_What the task requires_:
Please update the records from the line containing "Place one keypoint on each instance of the mountain, using" through the end of the records, replacing "river" with "stream" and changing nothing else. Return only those lines, without the pictures.

_Exercise data_:

-- begin --

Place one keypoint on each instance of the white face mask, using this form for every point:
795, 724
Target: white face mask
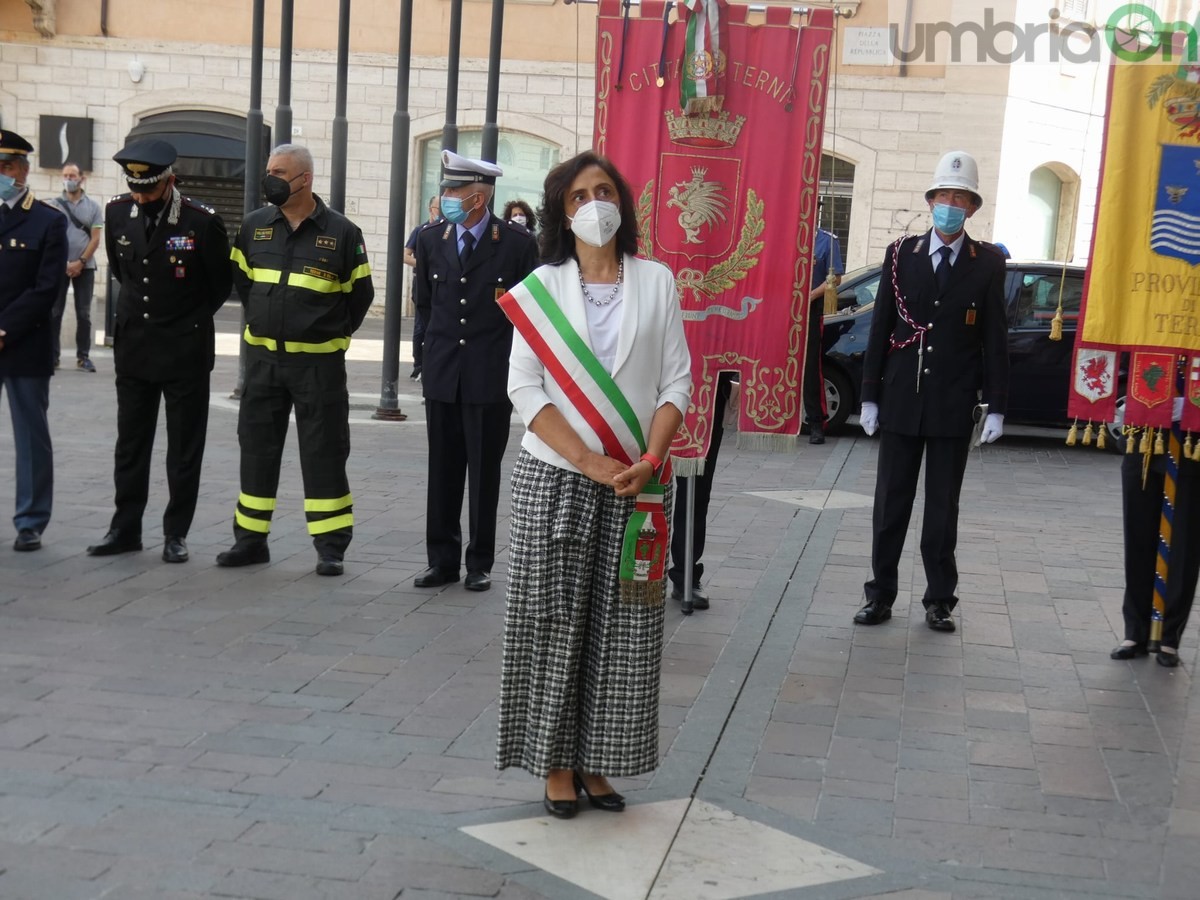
595, 222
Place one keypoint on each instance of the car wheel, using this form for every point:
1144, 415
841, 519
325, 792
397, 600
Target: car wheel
839, 399
1116, 438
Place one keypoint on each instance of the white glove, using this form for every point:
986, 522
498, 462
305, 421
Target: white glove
869, 418
993, 427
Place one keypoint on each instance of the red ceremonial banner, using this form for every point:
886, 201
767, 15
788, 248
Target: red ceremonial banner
727, 195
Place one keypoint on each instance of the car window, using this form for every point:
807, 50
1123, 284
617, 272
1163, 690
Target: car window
1038, 299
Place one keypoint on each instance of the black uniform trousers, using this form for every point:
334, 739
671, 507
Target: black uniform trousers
467, 443
703, 492
895, 490
814, 382
322, 406
137, 419
1141, 510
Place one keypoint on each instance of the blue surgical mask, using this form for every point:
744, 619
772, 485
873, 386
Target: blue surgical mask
9, 187
451, 208
947, 219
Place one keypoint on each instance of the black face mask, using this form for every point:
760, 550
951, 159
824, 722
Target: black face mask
277, 190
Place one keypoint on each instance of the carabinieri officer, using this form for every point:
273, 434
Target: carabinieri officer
463, 267
172, 257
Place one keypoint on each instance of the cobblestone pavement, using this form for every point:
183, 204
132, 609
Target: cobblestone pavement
186, 731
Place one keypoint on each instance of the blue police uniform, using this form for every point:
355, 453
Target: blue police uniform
33, 264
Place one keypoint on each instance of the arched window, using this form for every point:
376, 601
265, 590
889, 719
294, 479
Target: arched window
1049, 223
525, 159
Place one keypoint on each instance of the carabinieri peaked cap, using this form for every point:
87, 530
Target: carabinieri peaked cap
13, 147
145, 161
459, 171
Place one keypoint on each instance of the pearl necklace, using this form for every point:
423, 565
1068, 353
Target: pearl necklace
587, 294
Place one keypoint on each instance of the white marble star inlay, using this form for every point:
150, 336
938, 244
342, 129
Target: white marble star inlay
673, 850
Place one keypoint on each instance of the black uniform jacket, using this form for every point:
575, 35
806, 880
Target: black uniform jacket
467, 336
172, 283
965, 346
305, 291
33, 264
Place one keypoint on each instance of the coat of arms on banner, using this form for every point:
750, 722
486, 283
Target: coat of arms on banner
1150, 377
1095, 373
1175, 231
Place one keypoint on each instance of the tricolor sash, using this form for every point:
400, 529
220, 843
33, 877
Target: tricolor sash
600, 402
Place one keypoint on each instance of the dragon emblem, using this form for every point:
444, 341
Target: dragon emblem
700, 203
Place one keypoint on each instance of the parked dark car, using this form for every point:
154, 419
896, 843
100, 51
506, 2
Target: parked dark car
1041, 367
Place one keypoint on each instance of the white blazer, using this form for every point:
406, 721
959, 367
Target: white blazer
652, 366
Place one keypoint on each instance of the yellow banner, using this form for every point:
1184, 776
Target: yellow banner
1144, 282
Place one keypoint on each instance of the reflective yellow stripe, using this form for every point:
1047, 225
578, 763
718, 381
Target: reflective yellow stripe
328, 505
361, 271
264, 504
331, 525
310, 282
252, 525
268, 342
240, 259
337, 343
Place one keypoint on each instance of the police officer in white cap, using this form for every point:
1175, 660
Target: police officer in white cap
463, 267
939, 347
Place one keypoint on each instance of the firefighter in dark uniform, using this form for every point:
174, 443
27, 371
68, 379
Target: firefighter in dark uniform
303, 276
172, 258
33, 263
463, 265
939, 341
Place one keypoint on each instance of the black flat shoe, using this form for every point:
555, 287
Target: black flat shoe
435, 577
115, 543
1128, 651
874, 613
611, 802
561, 809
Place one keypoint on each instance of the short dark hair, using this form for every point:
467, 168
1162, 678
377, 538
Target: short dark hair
555, 241
531, 219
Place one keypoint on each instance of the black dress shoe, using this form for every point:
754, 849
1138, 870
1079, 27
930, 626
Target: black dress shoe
27, 540
699, 598
245, 553
174, 550
939, 618
329, 565
874, 613
115, 543
611, 802
478, 581
435, 577
1128, 651
561, 809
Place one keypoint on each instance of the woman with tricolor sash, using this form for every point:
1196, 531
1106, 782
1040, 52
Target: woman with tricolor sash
601, 376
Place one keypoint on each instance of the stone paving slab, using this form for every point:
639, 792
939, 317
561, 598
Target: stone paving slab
195, 732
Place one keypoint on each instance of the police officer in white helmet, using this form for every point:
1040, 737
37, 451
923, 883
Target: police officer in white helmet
939, 347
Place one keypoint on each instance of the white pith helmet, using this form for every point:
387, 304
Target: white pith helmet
957, 171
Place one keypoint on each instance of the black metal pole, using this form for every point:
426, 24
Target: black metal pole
253, 151
450, 130
389, 399
491, 137
337, 180
283, 111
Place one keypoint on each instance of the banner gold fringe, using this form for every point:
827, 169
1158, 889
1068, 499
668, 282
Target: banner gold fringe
759, 441
688, 468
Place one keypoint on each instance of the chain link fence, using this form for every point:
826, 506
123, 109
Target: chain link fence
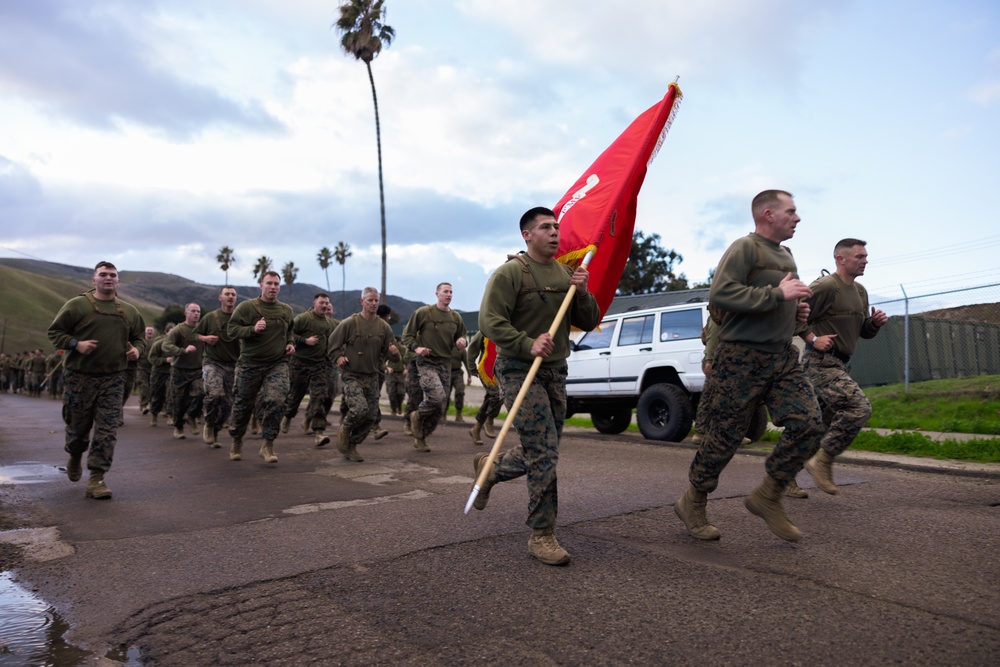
948, 334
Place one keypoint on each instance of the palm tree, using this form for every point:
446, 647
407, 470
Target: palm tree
262, 266
289, 272
325, 257
341, 253
225, 259
362, 35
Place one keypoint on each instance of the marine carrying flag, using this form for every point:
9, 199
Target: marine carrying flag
599, 210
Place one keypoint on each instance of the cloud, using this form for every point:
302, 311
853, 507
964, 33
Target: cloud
82, 60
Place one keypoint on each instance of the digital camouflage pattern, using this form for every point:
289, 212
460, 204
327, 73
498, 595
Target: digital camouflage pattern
93, 403
361, 393
310, 377
186, 394
845, 407
259, 389
491, 405
742, 378
539, 424
217, 380
435, 385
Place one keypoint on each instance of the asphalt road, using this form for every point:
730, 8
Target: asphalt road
314, 560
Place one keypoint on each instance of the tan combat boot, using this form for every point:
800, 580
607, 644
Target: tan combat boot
267, 452
690, 508
96, 488
74, 467
418, 433
793, 490
765, 502
820, 467
543, 545
483, 496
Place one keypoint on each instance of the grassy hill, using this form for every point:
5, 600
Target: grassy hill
32, 291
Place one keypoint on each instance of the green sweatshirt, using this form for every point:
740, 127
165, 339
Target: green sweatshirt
838, 308
216, 323
175, 345
365, 343
268, 346
513, 318
437, 329
310, 324
746, 286
114, 324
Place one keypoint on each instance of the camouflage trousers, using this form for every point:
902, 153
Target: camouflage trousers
158, 381
217, 379
539, 424
458, 389
414, 394
142, 382
187, 392
130, 376
845, 407
435, 384
361, 392
395, 387
260, 387
93, 402
312, 377
491, 404
741, 379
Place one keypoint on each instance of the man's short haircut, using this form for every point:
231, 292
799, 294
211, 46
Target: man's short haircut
844, 244
529, 216
766, 199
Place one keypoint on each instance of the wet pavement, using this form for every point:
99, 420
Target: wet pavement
198, 560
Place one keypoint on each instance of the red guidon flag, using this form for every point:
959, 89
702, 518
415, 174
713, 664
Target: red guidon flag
599, 210
489, 359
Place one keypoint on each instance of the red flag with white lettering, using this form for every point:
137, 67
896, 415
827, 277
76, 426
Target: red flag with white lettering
598, 212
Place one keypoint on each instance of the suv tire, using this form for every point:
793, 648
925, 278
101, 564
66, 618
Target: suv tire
664, 413
612, 421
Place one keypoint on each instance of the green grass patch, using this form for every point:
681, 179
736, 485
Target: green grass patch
958, 405
981, 450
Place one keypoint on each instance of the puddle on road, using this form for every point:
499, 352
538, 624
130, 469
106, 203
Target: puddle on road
31, 633
29, 472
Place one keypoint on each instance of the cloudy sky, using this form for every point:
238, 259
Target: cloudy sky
153, 133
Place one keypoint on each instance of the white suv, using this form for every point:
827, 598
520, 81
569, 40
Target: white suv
648, 360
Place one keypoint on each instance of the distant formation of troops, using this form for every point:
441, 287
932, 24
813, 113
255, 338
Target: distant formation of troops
248, 366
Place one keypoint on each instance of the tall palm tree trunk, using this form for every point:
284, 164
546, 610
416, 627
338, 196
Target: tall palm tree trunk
381, 187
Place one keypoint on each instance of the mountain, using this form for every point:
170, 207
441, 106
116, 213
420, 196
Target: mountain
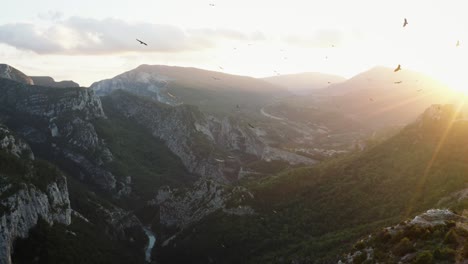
373, 99
59, 127
50, 82
30, 190
304, 83
314, 214
436, 236
8, 72
212, 92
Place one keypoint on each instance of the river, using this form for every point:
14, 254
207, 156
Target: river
151, 240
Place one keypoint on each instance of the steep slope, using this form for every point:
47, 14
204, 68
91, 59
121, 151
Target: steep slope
313, 214
375, 98
56, 123
30, 190
213, 92
8, 72
436, 236
50, 82
59, 125
304, 83
207, 146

-- end --

_Task output_:
Place one keypoint on each instance of the mountain, using this form for every point:
170, 207
441, 106
116, 213
420, 196
Target: mountain
373, 99
59, 127
50, 82
30, 190
304, 83
314, 214
436, 236
8, 72
212, 92
Place one keypoint on each instance of the stream, using this form for every point:
14, 254
207, 156
Target: stream
151, 240
Place one keypoint on each instance of the steep slope, using this form for every point:
47, 14
204, 68
91, 59
121, 151
Target: steep slope
313, 214
375, 98
56, 123
30, 190
213, 92
8, 72
436, 236
50, 82
59, 125
304, 83
207, 146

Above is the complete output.